Could you continue the passage below on power and the early medieval state, writing the next part of its argument after its final sentence?

- [Passage provided]
## Start
And yet these were polities where kings blinded their own sons, where civil wars broke out that occasionally at least resulted in fairly bloody battles, one of which produced the death of one of the authors much studied by those holding to the consensus view. As I wrote in 2003, ‘there is precious little heroic in death brutally administered by spear, axe and sword’. So what on earth, if everyone gained, were they fighting, killing and dying over?

There are perhaps three main problems with the current historical trend in favour of the early medieval state. First, all the work upon ‘buying in’, upon consensus, has moved us too far away from coercion, from the radiating out. For a state to exist meaningfully both have to be present. A state must be able actively to penetrate local and regional society from above as well as to persuade local and regional élites to invest in it from below. To take an example, local aristocrats and others might have used the legitimacy of power provided by involvement in the structures of Charlemagne’s realm to further their own ends. This helped the coherence of that realm as a political entity. But what if any chance did Charlemagne have of enforcing compliance with his wishes in the localities? The former state of affairs suggests a coherent kingdom but only if we can answer the latter question with evidence of at least relatively effective instances of coercion are we in the presence of a state.

The second problem, closely related to the first, is that historians of all perspectives, Marxist or otherwise, have assumed an alliance between local élites, or aristocracies, and central government, kings, emperors or whatever. Yet this alliance has never been shown to be necessary. Indeed I think it is a fundamentally mistaken assumption. This will underlie much of what I am going to talk about.

The third problem is that the appreciation of collective power has come at the expense of a neglect of what Mann called distributive power: power which, if more is accumulated in the hands of one person or group, does involve a decrease in the power of another. We must appreciate, as Mann argues, that both types of power exist simultaneously, and so that we are not talking about a crude zero sum game. In an early medieval context, there is an important materialist challenge to the concentration upon ideology and collective power. The period that concerns me (and indeed most of the early medieval period in the West) was one where power ultimately resided in the control of land and its surplus. Most of it was non-monetary and, on either side of the 600 watershed, there were few truly urban centres. Trade and commerce were in any comparative sense, rudimentary, in spite of the wealth of very good work done in recent decades on unravelling such exchange systems and networks. Certain types of power might have been collective and potentially infinite, but the material basis of power was finite. Especially in a period with low seed-yield ratios, there was a very clear limit on the surplus to be drawn from land; technology limited surplus extraction to muscle power, human and animal – again finite. And the amount of land available was – also – finite. Thus whatever the ideological and other investments in effective power, when you come down to the basics, the resources of power were limited.
## End
- [Stored data]
## Start
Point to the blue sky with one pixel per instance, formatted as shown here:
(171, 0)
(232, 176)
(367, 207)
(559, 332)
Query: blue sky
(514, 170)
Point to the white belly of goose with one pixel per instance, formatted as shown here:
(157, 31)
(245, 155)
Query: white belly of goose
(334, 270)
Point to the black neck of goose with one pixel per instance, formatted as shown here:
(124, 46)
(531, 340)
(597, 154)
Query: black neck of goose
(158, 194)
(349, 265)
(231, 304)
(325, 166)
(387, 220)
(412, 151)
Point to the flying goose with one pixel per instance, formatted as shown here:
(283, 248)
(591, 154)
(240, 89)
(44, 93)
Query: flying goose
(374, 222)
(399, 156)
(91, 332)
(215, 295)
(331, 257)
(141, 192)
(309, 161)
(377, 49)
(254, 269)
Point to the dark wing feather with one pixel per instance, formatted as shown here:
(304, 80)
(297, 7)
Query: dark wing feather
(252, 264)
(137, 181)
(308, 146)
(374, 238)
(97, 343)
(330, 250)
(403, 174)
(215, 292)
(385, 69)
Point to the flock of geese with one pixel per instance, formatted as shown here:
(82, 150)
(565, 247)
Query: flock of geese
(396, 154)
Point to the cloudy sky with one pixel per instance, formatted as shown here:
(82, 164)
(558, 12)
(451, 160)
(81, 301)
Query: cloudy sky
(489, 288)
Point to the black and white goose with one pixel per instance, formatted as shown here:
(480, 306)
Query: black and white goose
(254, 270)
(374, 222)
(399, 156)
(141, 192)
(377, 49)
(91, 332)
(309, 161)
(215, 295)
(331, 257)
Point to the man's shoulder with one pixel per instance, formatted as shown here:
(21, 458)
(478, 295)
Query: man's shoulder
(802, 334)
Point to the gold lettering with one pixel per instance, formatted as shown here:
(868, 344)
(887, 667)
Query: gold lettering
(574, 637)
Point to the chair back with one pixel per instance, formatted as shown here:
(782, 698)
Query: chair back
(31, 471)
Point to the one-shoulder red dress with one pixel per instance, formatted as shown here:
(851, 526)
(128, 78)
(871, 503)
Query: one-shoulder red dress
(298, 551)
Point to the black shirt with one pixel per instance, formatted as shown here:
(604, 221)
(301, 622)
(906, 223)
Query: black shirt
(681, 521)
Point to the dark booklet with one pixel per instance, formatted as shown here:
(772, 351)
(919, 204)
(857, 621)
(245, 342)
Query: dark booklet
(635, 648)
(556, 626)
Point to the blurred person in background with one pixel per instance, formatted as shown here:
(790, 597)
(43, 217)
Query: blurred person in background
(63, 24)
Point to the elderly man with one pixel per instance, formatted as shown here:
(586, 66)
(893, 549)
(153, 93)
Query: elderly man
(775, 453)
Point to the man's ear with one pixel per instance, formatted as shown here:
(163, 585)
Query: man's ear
## End
- [Result of the task]
There is a very basic – indeed a brutal – implication of all this. In a socio-economic situation such as existed in western Europe after the break-up of the Roman Empire, armed forces could only be maintained by and rewarded with land and/or (as just noted) comparatively limited surpluses from land. Thus armed force, and armed force like agricultural techniques in this period, was a simple question of human and animal muscle, was a fixed resource. Control over armed force, over the military source of power, was, ultimately, therefore distributive.

By way of a hypothetical illustration let us suppose that territory X, a component of Kingdom A, can support 200 warriors from the surplus generated by its land. If access to Territory X is lost by the King of A, either through conquest by Kingdom B or the secession of the local Governor of X, then the King of A loses 200 warriors, whose control is gained either by the King of B or the Governor of X. He cannot simply raise another 200 men to replace them. He cannot increase the surplus commensurately from the rest of his lands to support the extra men – either technologically by increasing yield, because the means don’t exist, or through increasing the rent or tax because that might reduce to starvation the workers of land, who, remember live on a low, indeed knife-edge seed:yield ratio. Nor can he feed 200 more men through state credit or loans, or control markets and so on to pay 200 men in cash. In the post-imperial situation it is difficult even to raise 200 more men: no large urban or rural excess poor populations, the fertile recruiting grounds of later eras. In the military technology of the times, and the time taken to train a warrior, even producing 200 men as tactically effective as the 200 lost from X is going to be difficult.

A polity whose rulers do not tax and thus have no income derived other than from their position as simply one élite landholder among many, and who have no effective independent coercive force, cannot, in my vaguely Weberian view, be called a state. I hope to demonstrate and possibly even explain that proper states came to an end in the West (however temporarily) around 600.

Talk of ‘proper states’ requires definitions. Definitions of a state tend to converge on key issues. Two examples from consciously opposed theoretical camps can serve to prove this. First of all, Michael Mann in The Sources of Social Power (vol.1,p.37):
The state is a differentiated set of institutions and personnel embodying centrality, in the sense that political relations radiate outwards to cover a territorially demarcated area, over which it claims a monopoly of binding and permanent rule-making, backed up by physical violence.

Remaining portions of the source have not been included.